> The request: Convert the lines below into a two-column CSV with the header text,keypoints. Each row pairs a line of wording with all the coordinate lines that follow it, with every field quoted and line breaks replaced by spaces.

> Data extract:

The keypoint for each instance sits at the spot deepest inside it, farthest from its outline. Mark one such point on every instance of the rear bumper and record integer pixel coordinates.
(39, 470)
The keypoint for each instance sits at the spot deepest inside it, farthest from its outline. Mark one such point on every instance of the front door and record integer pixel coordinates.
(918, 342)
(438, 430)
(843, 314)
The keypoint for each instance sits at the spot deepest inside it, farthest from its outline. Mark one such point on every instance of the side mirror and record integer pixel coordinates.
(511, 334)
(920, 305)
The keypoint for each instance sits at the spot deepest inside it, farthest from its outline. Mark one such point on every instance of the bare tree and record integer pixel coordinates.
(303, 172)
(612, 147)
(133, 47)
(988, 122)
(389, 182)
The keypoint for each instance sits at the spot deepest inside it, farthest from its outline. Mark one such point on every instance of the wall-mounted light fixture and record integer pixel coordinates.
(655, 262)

> The reply:
text,keypoints
"The keypoint for each instance sits at the spot deepest inside it, farthest from its outline. Mark one such point on every instance of the rear bumper and record integer pixel coordinates.","(39, 470)"
"The keypoint for each instance sits at the spot deepest inside it, farthest from its outline. Mark one such point on every instance of the front door and record integer pixel coordinates.","(918, 342) (438, 430) (843, 314)"
"The keypoint for each instance sits at the spot deepest inside it, farthest from its outline. Mark one such point on every instance of the side mirror and record integer pixel coordinates.","(511, 334) (920, 305)"
"The keypoint for each instance sits at the spot deepest inside it, farthest from its outline. Mark one such point on every instance of the bare tree and record integer pixel coordinates.","(303, 172) (612, 147) (133, 47) (988, 122) (389, 182)"
"The keypoint for each instance sits at the spot deepest inside it, farthest from its outline. Mark one such point on every instance of the wall-mounted light fixture and record integer pixel coordinates.","(655, 262)"